EXCERPT PROVIDED:
* Begin *

0 * Infinity = 0 - where is the problem in the below mentioned proof?

[pradyumna1974]

Hi,
Here is an interesting derivation.

(0 * ꝏ) = ?

(As per https://en.wikibooks.org/wiki/Calculus/Infinite_Limits/Infinity_is_not_a_number )

ꝏ= Lim ((x=>0+) (1/x)) , where 0+ is a non-zero real number very close to zero, but never becomes zero.

0 * ꝏ= 0 * lim (x=>0+) (1/x)

=> 0 * (lim(x=>0+) (1) / lim (x=>0+) (x))

=> 0 * 1 / (lim (x=> 0+) (x))

=> (0/ (lim (x=> 0+) (x))) * 1 (Because (Lim (x=>a) x = a))

=> (0/ 0+) = 0 (zero is divided by 0+, which is non-zero real number, that would never become zero. so the result must be zero.)

Looking forward for comments...

 

[Dr.Peterson]

One problem, among others, is that your "0+", "a non-zero real number very close to zero, but never becomes zero" doesn't exist (in the real number system). The notation doesn't mean that there is such a number, but just that we are approaching 0 from the right.

 

[HallsofIvy]

I would say that, since "\(\displaystyle \infty\)" isn't a real number, the very statement "\(\displaystyle 0\cdot\infty\)" doesn't make sense until you have defined what it means to multiply a real number by \(\displaystyle \infty\)!

In terms of "limits", as Dr. Peterson suggests, given any number, "c", we can always find a sequence, \(\displaystyle \{a_n\}\), converging to 0 and a sequence, \(\displaystyle \{b_n\}\), "converging to \(\displaystyle \infty\)" (increasing without bound) such that \(\displaystyle \{a_nb_n\}\) converges to c!

 

[JeffM]

There are so many things wrong with the OP that one scarcely knows where to begin.

Multiplication is a binary operation or function; it takes two numbers as input.

Thus, the very first line of 0 * = ? makes absolutely no sense.

* End *

DATA BLOCK:

* Begin *

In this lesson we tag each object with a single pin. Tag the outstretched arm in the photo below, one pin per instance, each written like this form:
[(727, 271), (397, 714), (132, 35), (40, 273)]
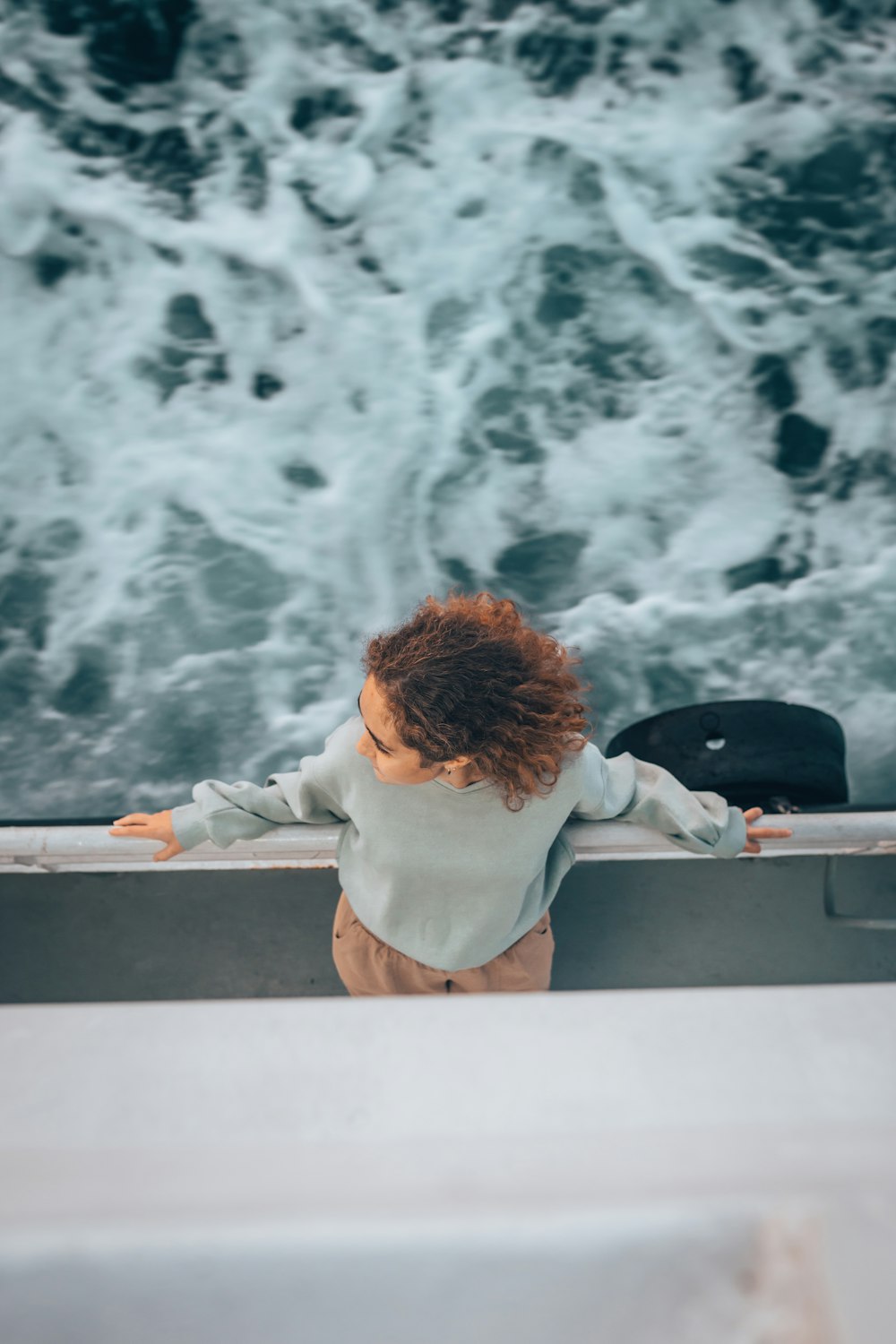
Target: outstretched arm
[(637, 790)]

* End *

EXERCISE DETAILS: From the thread on zero times infinity, reproduce word for word the passage that begins at the words "I would say" and stops after the words "absolutely no sense.". Work only from the thread on zero times infinity.

EXERCISE RESULT:
I would say that, since "\(\displaystyle \infty\)" isn't a real number, the very statement "\(\displaystyle 0\cdot\infty\)" doesn't make sense until you have defined what it means to multiply a real number by \(\displaystyle \infty\)!

In terms of "limits", as Dr. Peterson suggests, given any number, "c", we can always find a sequence, \(\displaystyle \{a_n\}\), converging to 0 and a sequence, \(\displaystyle \{b_n\}\), "converging to \(\displaystyle \infty\)" (increasing without bound) such that \(\displaystyle \{a_nb_n\}\) converges to c!

 

[JeffM]

There are so many things wrong with the OP that one scarcely knows where to begin.

Multiplication is a binary operation or function; it takes two numbers as input.

Thus, the very first line of 0 * = ? makes absolutely no sense.